_Task to complete_. Rename "tail fin" to "caudal fin" in the material, from the line with "target | tail fin" up to and including the line with "x=344 y=267". Give only those lines, with everything else in them unchanged.

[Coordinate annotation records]
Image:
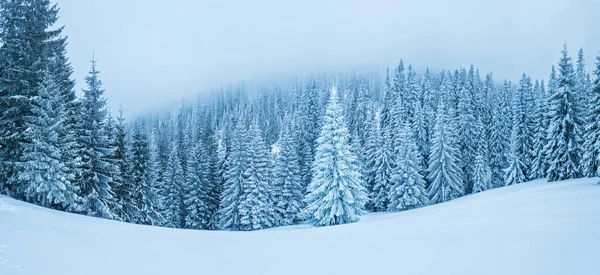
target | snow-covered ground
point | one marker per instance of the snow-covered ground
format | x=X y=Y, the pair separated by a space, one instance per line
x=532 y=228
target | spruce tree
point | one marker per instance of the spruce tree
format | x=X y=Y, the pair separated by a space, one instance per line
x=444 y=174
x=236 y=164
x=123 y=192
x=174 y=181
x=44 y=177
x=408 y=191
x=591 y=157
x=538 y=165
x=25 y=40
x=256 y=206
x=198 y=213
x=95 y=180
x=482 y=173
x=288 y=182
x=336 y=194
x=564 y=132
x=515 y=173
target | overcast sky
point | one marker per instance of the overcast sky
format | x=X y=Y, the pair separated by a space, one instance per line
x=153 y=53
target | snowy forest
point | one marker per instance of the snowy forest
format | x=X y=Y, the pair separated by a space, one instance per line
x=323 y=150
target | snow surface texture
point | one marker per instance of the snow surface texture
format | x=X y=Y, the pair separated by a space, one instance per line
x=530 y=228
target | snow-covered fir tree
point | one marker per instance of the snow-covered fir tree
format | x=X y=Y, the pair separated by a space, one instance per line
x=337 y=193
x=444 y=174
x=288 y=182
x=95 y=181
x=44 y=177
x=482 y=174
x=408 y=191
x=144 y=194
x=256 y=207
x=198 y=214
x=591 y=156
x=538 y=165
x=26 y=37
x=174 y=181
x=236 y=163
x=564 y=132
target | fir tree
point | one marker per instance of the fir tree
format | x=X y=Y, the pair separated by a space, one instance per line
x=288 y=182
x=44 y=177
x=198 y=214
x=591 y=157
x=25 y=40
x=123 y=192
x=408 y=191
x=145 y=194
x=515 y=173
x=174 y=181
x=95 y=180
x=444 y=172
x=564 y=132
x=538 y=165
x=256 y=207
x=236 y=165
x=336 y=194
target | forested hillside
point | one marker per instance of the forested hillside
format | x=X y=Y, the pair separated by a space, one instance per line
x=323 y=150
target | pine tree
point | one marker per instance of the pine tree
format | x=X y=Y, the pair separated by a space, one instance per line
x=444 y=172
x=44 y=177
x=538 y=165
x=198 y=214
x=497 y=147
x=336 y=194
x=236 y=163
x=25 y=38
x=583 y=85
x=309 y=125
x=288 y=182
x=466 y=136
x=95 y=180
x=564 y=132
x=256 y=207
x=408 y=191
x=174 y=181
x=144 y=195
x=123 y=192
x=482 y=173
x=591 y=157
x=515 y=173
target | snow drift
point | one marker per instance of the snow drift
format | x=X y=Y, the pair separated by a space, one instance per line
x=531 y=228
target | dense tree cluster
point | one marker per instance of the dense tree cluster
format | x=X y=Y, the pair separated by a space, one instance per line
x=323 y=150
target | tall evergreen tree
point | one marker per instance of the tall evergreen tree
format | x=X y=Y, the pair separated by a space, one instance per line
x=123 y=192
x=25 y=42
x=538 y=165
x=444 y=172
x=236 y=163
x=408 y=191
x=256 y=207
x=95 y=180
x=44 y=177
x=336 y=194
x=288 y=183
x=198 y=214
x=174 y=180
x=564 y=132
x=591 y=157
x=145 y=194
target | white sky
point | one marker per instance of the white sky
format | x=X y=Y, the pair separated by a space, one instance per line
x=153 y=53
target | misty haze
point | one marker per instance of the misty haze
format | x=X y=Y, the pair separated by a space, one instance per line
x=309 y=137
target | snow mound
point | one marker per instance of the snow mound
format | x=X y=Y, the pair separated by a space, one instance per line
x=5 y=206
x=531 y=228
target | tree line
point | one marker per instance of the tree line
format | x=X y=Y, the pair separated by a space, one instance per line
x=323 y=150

==

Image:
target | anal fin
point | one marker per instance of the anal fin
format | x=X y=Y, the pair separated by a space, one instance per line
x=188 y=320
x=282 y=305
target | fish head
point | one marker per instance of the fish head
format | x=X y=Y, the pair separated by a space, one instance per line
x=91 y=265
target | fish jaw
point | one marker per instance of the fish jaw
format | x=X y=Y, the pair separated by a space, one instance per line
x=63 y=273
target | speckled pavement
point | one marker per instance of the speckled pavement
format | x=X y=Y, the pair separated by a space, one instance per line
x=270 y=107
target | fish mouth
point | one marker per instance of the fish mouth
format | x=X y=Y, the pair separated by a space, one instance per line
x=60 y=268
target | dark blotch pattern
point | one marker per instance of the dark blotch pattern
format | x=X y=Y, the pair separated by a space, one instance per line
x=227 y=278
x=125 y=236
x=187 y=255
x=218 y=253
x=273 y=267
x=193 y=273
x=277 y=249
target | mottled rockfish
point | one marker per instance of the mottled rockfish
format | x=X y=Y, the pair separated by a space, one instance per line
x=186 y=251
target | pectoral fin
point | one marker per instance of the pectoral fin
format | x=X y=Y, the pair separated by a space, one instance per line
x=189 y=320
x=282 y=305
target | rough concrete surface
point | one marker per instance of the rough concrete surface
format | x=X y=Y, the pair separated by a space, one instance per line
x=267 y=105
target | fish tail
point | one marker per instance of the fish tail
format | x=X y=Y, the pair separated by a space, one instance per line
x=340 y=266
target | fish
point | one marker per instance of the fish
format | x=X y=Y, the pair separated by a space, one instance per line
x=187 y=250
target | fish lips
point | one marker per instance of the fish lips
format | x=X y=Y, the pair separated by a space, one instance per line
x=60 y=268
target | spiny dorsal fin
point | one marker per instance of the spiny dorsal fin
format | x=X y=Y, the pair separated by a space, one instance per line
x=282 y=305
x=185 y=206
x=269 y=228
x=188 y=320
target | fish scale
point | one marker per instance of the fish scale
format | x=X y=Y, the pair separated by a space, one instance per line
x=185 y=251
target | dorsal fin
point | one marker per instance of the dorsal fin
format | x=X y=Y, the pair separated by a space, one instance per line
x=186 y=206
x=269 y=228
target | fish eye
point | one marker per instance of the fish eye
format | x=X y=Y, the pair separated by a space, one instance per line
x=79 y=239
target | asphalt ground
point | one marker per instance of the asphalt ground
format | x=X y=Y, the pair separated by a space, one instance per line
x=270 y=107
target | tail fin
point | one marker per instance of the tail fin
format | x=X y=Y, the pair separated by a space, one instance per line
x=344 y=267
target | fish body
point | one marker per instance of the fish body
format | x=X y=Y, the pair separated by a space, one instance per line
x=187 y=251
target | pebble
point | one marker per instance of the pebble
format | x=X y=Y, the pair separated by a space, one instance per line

_Full solution_.
target | caudal fin
point | one marker per instance of the caudal fin
format | x=X y=Y, the pair separated by a space, one instance per line
x=344 y=267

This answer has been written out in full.